[Problem description]
Pull out each line of the material below that contains the word "asphalt" and copy those lines unchanged.

[Data to process]
━━━━━━━━
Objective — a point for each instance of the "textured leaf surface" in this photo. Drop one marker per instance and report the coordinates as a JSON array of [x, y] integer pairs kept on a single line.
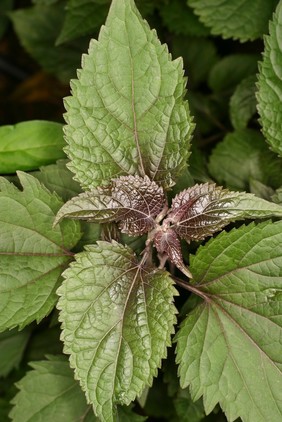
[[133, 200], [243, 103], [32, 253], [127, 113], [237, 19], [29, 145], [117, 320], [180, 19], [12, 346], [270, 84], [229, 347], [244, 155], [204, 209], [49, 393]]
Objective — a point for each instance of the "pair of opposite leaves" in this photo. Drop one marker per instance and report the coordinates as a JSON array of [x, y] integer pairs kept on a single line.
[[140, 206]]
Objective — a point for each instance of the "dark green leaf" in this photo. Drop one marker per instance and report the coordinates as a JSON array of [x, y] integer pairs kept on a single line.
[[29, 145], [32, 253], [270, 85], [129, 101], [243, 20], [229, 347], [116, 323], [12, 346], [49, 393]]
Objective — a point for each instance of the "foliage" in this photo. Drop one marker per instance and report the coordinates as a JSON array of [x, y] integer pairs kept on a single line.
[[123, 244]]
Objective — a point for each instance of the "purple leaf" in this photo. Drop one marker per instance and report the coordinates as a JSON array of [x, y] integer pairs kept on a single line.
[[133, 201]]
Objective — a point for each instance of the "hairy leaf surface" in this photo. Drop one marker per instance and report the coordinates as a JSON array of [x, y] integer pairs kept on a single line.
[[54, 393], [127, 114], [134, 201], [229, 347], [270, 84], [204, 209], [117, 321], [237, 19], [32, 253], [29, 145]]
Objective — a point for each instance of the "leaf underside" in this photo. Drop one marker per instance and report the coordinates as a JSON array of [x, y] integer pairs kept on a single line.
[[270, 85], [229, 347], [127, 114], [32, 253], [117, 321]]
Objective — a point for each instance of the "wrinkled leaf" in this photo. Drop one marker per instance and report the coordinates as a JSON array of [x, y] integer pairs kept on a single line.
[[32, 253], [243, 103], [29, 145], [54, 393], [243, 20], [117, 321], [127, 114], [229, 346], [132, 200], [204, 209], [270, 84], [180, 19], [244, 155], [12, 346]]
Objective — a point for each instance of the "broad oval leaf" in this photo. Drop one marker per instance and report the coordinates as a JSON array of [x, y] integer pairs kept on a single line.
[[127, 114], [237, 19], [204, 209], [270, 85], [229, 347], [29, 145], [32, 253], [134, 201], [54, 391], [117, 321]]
━━━━━━━━
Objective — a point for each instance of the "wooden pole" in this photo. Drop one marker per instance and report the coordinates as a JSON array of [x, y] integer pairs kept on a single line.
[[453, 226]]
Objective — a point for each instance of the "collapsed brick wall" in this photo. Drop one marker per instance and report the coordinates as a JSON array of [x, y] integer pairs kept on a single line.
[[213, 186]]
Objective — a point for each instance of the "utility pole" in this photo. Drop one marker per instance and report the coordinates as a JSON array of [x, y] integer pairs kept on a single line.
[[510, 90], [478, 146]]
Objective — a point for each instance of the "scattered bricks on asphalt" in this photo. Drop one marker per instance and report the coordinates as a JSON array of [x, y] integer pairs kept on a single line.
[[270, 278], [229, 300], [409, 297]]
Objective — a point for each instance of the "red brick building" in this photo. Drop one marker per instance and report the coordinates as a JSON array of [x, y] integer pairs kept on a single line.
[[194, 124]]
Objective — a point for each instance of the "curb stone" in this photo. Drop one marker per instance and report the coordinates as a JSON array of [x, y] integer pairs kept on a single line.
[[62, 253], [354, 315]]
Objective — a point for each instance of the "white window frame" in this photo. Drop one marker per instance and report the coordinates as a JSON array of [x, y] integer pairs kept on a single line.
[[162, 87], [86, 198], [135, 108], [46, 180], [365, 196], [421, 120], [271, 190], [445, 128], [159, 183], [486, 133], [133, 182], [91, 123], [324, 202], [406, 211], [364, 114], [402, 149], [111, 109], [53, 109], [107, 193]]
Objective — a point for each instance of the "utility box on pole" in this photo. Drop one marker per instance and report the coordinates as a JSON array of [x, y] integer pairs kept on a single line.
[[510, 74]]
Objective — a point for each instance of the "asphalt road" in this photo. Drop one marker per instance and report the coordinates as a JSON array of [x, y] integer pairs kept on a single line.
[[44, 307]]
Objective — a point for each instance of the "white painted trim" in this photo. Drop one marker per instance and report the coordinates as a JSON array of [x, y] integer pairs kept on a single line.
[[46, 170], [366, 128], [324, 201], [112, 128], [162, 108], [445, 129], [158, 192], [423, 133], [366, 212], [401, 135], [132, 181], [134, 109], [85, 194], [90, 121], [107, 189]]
━━━━━━━━
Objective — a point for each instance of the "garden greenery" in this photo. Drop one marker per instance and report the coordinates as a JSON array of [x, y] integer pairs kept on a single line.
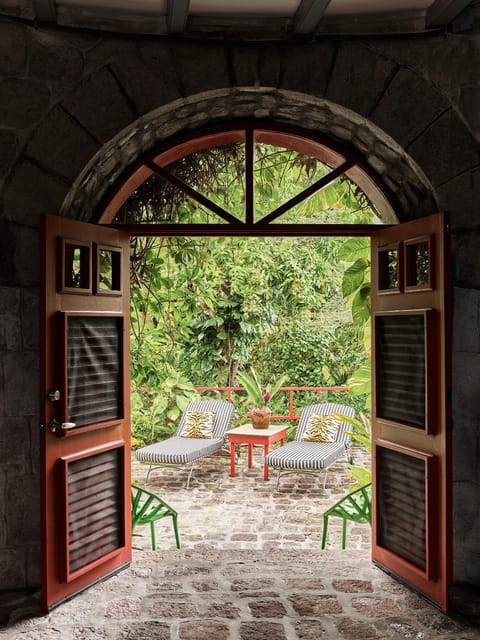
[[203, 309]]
━━━━━━━━
[Result of the task]
Objective — a point for each instance of the "scattered bricks on asphalt" in this photo. Drop one marker per instance and report the coordinates as a JSON array of [x, y] integer pairs kept on a single line.
Objective — a point for each instance of the "asphalt road" in this photo. Drop one marker per instance and report the coordinates as a JSON array of [x, y] integer pairs kept on a single line.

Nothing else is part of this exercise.